Thursday, January 3, 2013

20130103 0933 Global Commodities Related News.

DTN Closing Grain Comments 01/02 14:28 Grains On the Defensive Again Wednesday (CME)
After a higher start to the day, grain contracts quickly collapsed as heavy investment selling hit the sector.
General Comments:
Corn closed 7 1/2 cents lower in the March and 6 3/4 cents lower in the May.
Soybeans closed 17 1/4 cents lower in the March and 15 cents lower in the May.
Wheat closed 22 3/4 cents lower in the March Chicago, 20 cents lower in the
March Kansas City, and 24 cents lower in the March Minneapolis. The U.S. dollar
index is 0.068 higher at 79.839. February gold is $12.70 higher at $1,688.50
while March silver is $0.828 higher and March copper is $.0810 higher. The Dow
Jones Industrial Average is 235 points higher at 13,339. February crude oil is
$1.04 higher at $92.86. February heating oil is $.0129 higher while February
RBOB gasoline is $.0356 higher and February natural gas is $0.114 lower.

Corn Market Recap for 1/2/2013 (CME)
March Corn finished down 7 1/2 at 690 3/4, 16 1/2 off the high and 3 up from the low. May Corn closed down 6 3/4 at 693 1/2. This was 3 up from the low and 15 1/2 off the high.
March corn trade lower into the closing bell after an initial surge higher. Weaker trade in the soybean and wheat markets helped to pressure corn. Outside markets were mostly supportive throughout the session with crude oil, copper, and stocks trading higher after Congress reached a deal on the "Fiscal Cliff". The US Dollar erased early losses and traded higher midday which added pressure to the grain complex. South American weather remains most favorable with drier conditions in Argentina this week and showers are expected in growing regions of Brazil. Traders continue to see Brazil production near 70 million tonnes, right in line with the USDA forecast but Argentina estimates remain near 22.5-23.0 million tonnes as compared with the USDA estimate of 27.50 million tonnes. More than 20% of the crop still needs to be planted in Argentina but harvest for earlier planted corn is expected to begin in about two weeks. The trade ministry in Brazil estimated December corn exports of 2.8 million tonnes vs. 3.91 in November. Corn basis in the Gulf is slightly higher but still lower from levels Monday as farmer sales come to a halt. Export demand remains sluggish.
January Rice finished down 0.105 at 14.755, equal to the high and equal to the low.

Wheat Market Recap Report (CME)
March Wheat finished down 22 3/4 at 755 1/4, 32 3/4 off the high and 2 3/4 up from the low. May Wheat closed down 21 3/4 at 766. This was 3 1/4 up from the low and 31 off the high.
Kansas City and Chicago wheat rallied on the pit open but the market saw sell pressure shortly thereafter to close down 19-20 cents on the day. The US Dollar turned higher midday which helped to pressure the grain markets. US wheat exporters are looking ahead to Iraq's 50,000 tonne option-origin tender and Syria issued a 100,000 tonne soft wheat tender overnight. The US has a chance of doing both bits of business which could be supportive to price. Kansas and Oklahoma released state crop condition ratings on Monday. Kansas was at 24% good/excellent vs. 29% last month. Poor/very poor was reported at 31%. Oklahoma was pegged at 11% good/excellent vs. 14% last month. The western plains are expected to dry out this week after seeing decent rain and snowfall last week. Conditions have not improved for most of the growing region but significant accumulation was seen in the central third of KS which will help protect crops from winterkill.

# # # #

→ Instructions for the task
Print the stretch of the grain market report from "Thursday, January 3, 2013" through "Again Wednesday (CME)" word for word.

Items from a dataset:
# # # #

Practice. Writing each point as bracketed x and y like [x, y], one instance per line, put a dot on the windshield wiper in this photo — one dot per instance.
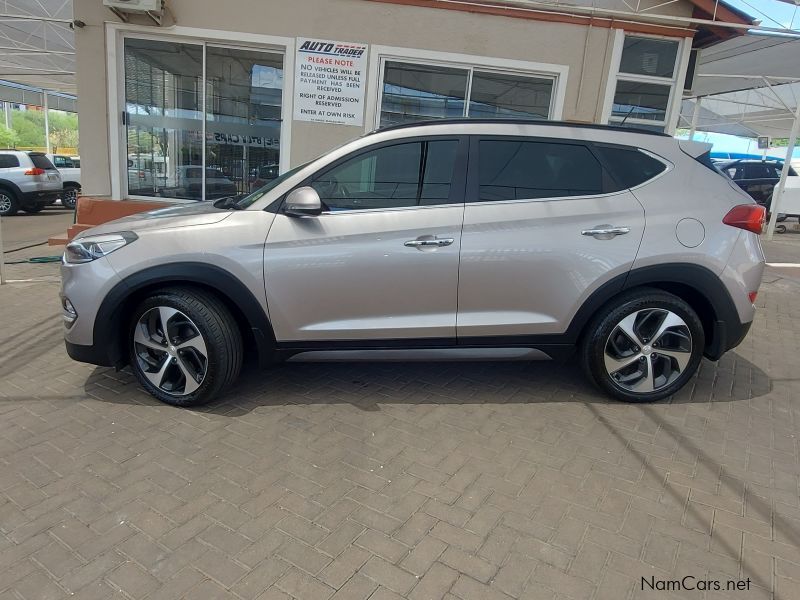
[228, 203]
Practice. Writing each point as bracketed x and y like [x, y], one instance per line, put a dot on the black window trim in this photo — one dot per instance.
[473, 185]
[457, 187]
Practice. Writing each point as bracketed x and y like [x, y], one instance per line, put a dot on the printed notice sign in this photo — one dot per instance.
[329, 82]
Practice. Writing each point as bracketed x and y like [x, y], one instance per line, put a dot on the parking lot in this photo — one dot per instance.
[453, 480]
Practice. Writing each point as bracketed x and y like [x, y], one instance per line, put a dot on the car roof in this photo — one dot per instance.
[540, 122]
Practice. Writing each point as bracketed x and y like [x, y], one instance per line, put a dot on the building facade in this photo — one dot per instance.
[223, 96]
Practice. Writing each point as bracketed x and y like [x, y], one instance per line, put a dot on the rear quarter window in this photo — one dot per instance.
[8, 161]
[40, 161]
[630, 167]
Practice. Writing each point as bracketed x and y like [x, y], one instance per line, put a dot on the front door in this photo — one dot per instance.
[541, 232]
[381, 262]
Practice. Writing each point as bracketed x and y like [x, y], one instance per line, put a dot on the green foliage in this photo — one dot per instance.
[8, 137]
[29, 127]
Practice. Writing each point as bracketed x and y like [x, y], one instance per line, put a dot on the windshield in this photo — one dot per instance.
[259, 193]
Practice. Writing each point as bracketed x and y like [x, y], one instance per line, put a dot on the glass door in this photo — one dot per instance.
[202, 122]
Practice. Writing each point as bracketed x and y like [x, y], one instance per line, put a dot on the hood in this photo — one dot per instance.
[191, 215]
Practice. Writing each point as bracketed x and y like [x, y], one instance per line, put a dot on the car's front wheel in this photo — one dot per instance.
[185, 346]
[644, 347]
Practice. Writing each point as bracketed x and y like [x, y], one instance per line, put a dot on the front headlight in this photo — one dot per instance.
[92, 247]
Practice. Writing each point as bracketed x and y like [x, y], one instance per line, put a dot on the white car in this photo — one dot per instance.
[70, 175]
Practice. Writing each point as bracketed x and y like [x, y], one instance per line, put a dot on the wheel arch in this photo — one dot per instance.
[113, 316]
[696, 285]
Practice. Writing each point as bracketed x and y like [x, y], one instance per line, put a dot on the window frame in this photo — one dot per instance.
[379, 55]
[116, 33]
[457, 187]
[675, 83]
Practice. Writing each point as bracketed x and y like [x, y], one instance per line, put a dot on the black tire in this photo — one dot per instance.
[69, 199]
[653, 304]
[220, 334]
[9, 204]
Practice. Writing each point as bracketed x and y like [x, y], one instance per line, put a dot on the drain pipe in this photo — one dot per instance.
[2, 256]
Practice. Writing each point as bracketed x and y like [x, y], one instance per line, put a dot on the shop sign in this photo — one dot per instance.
[330, 81]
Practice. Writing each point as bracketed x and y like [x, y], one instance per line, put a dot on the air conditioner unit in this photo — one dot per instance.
[135, 6]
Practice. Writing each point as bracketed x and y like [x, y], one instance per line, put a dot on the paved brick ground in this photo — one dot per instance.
[456, 481]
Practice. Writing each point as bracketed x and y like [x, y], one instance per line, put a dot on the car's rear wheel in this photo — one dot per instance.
[185, 346]
[8, 204]
[643, 347]
[69, 199]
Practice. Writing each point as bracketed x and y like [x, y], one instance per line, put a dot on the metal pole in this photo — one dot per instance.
[777, 194]
[2, 256]
[46, 122]
[695, 117]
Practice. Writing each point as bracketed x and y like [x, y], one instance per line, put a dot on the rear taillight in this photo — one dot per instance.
[750, 217]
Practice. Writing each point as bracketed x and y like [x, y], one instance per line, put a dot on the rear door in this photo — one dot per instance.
[381, 262]
[543, 228]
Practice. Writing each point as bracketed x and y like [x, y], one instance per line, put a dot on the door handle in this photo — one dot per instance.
[606, 232]
[429, 242]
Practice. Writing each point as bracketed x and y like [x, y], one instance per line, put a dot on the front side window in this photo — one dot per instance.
[517, 170]
[401, 175]
[419, 92]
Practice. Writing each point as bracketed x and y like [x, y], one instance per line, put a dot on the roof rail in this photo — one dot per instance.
[467, 120]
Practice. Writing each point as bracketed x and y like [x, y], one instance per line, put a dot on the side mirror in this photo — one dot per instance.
[303, 202]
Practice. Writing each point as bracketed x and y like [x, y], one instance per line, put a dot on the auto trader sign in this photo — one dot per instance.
[329, 82]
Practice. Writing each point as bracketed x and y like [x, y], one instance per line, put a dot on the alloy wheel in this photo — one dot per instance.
[648, 350]
[170, 350]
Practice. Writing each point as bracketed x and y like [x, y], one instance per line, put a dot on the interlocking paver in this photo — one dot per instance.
[386, 481]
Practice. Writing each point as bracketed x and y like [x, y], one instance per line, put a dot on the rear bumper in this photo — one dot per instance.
[727, 335]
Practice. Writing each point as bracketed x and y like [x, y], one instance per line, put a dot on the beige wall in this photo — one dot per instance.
[586, 51]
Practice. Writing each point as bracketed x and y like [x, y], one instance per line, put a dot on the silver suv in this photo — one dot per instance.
[467, 239]
[28, 181]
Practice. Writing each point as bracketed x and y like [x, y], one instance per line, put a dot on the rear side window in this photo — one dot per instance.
[630, 167]
[40, 161]
[518, 170]
[8, 161]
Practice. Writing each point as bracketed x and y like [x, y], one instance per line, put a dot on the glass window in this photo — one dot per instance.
[513, 170]
[411, 174]
[497, 95]
[243, 111]
[413, 92]
[637, 100]
[8, 161]
[40, 161]
[164, 88]
[648, 56]
[629, 166]
[163, 101]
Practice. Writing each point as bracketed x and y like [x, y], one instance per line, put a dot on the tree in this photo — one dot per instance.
[8, 138]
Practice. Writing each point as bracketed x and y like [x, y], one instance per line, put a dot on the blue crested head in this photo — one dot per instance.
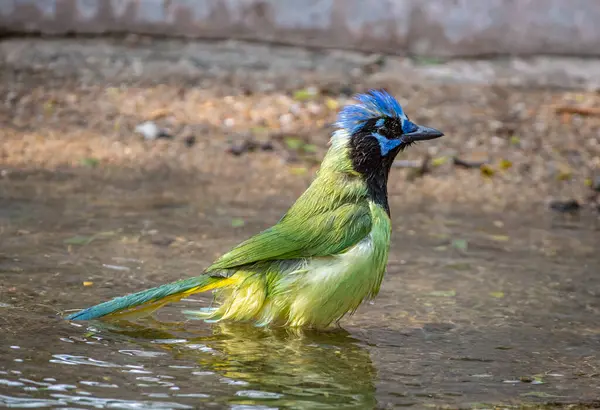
[377, 104]
[379, 116]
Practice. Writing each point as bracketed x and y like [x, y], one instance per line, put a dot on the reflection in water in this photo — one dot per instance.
[276, 366]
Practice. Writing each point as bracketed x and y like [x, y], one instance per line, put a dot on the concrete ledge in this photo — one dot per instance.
[444, 28]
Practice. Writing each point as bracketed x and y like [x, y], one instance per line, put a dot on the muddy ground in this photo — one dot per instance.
[492, 295]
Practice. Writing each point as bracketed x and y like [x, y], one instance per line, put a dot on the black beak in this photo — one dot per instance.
[422, 134]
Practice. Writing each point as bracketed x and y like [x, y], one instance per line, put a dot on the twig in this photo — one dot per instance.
[467, 164]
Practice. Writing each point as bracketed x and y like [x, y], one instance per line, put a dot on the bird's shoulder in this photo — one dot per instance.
[310, 228]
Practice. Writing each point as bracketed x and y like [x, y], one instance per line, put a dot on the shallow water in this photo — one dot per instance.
[475, 309]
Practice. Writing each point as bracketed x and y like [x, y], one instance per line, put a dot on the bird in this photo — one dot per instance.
[329, 251]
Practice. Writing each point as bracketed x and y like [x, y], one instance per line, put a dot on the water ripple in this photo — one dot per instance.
[76, 360]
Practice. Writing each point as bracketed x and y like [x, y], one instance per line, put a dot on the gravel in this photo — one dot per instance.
[64, 101]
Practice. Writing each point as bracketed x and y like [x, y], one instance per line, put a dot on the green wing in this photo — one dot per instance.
[302, 234]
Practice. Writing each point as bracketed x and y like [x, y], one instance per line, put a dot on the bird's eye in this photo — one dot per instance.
[408, 127]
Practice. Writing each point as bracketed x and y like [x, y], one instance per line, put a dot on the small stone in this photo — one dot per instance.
[568, 206]
[189, 141]
[151, 131]
[596, 183]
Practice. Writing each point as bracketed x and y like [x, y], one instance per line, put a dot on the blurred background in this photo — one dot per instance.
[140, 139]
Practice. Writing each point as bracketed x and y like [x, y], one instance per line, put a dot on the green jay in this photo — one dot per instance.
[329, 251]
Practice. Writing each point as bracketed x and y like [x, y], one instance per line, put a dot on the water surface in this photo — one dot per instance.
[475, 310]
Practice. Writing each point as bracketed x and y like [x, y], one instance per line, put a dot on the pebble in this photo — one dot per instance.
[151, 131]
[596, 183]
[566, 206]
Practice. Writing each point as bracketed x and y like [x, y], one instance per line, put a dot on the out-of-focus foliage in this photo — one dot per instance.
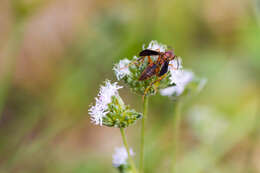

# # # #

→ Correct answer
Thursday, January 3, 2013

20130103 0933 Global Commodities Related News.

DTN Closing Grain Comments 01/02 14:28 Grains On the Defensive Again Wednesday (CME)